-- Start of The records --
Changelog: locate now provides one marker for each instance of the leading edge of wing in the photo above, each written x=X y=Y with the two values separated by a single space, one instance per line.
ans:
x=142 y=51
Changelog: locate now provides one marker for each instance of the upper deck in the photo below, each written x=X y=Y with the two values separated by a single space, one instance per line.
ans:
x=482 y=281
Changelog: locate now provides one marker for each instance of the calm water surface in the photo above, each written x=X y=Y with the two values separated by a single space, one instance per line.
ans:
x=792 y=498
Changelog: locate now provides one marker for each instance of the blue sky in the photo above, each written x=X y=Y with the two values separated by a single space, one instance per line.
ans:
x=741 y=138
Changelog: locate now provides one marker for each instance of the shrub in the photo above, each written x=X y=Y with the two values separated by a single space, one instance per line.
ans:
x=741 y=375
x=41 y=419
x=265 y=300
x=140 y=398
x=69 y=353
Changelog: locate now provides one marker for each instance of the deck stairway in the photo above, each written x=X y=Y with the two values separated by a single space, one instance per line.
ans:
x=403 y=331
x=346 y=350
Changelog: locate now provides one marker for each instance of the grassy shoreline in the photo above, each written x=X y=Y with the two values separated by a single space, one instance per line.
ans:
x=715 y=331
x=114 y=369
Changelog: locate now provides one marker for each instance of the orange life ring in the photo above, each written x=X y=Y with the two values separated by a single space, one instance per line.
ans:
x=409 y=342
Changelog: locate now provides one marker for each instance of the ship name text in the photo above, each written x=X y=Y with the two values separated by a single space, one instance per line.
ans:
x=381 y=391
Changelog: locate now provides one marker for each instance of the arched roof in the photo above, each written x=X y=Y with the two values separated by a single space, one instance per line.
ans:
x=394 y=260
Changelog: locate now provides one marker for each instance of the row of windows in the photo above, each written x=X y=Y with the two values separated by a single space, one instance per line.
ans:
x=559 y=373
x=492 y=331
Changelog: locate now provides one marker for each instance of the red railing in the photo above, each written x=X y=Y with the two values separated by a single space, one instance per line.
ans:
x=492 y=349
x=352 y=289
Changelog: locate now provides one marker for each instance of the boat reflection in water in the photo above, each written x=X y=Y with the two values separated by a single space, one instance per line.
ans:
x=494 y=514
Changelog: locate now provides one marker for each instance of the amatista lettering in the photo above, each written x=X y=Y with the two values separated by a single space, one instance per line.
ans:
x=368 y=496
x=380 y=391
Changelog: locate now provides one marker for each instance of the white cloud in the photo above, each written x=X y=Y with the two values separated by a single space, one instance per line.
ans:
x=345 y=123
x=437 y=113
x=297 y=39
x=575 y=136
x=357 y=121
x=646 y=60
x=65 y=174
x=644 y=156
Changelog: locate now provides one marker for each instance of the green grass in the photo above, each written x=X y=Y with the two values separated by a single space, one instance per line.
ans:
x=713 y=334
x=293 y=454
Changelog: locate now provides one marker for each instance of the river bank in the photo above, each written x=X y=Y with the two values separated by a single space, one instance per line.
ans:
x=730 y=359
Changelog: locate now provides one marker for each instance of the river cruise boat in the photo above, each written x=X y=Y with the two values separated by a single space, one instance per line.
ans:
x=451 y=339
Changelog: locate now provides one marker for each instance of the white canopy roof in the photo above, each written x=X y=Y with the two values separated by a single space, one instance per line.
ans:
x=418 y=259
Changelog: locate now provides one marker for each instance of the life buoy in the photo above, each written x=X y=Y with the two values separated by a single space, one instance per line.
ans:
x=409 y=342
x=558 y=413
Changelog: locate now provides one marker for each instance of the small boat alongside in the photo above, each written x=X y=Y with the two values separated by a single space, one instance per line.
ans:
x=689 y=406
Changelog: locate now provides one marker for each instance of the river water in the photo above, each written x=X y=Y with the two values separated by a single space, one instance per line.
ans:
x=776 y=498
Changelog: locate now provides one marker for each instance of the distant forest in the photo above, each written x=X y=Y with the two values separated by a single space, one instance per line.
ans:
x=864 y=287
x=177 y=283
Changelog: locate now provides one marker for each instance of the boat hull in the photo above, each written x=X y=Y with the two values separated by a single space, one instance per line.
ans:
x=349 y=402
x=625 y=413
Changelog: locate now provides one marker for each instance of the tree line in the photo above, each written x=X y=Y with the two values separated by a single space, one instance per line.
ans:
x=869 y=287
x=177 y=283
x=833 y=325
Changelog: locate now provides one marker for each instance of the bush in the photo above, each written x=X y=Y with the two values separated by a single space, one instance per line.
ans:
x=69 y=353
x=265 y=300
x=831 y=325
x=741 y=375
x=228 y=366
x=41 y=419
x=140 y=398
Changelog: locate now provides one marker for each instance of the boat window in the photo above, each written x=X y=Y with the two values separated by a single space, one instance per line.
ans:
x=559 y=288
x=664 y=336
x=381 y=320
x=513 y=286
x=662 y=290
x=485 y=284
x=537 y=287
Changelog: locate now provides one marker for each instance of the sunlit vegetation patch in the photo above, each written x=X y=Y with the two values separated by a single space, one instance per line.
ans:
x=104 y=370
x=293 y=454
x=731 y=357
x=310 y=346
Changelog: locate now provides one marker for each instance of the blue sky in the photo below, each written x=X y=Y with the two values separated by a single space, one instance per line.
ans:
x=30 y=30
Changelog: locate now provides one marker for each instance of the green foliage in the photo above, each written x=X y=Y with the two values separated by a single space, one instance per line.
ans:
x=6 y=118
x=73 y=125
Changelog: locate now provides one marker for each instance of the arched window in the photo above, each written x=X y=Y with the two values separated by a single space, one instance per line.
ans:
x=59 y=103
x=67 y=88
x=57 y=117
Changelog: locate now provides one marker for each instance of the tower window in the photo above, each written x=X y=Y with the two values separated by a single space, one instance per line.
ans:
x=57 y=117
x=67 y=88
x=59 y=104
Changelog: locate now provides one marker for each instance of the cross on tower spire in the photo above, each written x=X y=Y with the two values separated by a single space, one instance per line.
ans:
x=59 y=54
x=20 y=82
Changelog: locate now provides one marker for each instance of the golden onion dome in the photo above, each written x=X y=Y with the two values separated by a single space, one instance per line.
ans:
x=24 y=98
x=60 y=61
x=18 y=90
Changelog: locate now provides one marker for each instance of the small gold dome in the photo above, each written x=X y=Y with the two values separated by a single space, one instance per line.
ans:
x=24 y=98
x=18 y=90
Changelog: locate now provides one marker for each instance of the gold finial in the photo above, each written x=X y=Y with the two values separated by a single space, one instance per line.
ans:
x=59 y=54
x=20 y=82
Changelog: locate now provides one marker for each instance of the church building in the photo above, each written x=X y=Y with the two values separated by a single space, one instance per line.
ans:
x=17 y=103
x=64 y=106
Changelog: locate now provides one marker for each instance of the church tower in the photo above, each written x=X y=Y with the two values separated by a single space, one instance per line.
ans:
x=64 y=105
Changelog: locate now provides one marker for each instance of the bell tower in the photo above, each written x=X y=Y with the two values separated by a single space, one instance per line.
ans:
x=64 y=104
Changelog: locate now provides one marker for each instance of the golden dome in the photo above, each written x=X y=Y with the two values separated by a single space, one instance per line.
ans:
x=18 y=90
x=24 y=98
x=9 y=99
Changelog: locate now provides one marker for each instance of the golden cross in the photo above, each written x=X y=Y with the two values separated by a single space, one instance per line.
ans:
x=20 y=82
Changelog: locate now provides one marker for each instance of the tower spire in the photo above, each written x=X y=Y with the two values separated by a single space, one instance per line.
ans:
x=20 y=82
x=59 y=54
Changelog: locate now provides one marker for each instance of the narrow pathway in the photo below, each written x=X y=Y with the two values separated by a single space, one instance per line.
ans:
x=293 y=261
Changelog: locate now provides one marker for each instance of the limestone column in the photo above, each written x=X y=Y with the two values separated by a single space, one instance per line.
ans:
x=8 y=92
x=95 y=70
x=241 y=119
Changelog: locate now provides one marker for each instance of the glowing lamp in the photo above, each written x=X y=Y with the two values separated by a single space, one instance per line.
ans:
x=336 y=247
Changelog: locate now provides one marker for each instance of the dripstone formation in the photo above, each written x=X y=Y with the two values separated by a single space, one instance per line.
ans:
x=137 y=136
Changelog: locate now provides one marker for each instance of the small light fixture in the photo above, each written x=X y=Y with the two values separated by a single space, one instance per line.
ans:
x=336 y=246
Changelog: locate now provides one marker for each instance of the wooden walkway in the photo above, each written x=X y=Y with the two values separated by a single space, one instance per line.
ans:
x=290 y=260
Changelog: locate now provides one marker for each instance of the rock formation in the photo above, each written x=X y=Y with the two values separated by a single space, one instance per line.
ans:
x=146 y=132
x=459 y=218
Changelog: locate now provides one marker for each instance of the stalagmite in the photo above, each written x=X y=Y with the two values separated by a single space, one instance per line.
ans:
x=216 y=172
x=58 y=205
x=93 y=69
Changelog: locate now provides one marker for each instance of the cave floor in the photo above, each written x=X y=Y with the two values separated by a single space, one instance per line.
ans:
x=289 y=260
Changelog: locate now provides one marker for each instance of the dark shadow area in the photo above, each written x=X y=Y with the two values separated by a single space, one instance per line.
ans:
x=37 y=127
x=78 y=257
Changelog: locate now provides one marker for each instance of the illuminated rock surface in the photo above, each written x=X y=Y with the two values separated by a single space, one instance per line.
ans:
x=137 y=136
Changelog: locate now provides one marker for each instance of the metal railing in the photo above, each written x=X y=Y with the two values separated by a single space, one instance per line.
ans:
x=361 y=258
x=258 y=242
-- End of The records --
Reproduce verbatim the lines of the records above, starting at the line that contains "of the glowing" and ending at the line that contains "x=289 y=260", with both of those lines included.

Changelog: locate now provides one marker for each instance of the glowing lamp in the photo above, each written x=X y=Y with the two values separated by a single space, one instance per line.
ans:
x=336 y=247
Changelog: locate now provides one marker for each instance of the dripstone formation in the photo above, each written x=X y=Y with the two values separated by a single space, one instance per line.
ans:
x=137 y=136
Changelog: locate now provides one marker for each instance of the small light fixture in the photo above, each written x=X y=Y with the two values separated by a single space, one instance per line.
ans:
x=336 y=246
Changelog: locate now provides one marker for each instance of the wooden walkway in the photo above, each written x=X y=Y with the two values separated by a single space, one instance per line.
ans:
x=290 y=260
Changelog: locate now provides one marker for each instance of the rock formation in the photo above, each written x=X y=Y with the two values separated by a single space, one instance per line.
ans:
x=146 y=132
x=459 y=218
Changelog: locate now provides one marker for each instance of the stalagmite in the photo above, each written x=X y=Y with the two values separated by a single space, one instance per line.
ans:
x=216 y=172
x=58 y=205
x=93 y=69
Changelog: locate now provides one marker for each instance of the cave floor in the photo above, each written x=X y=Y with the two values separated by a single space, one instance per line.
ans:
x=289 y=260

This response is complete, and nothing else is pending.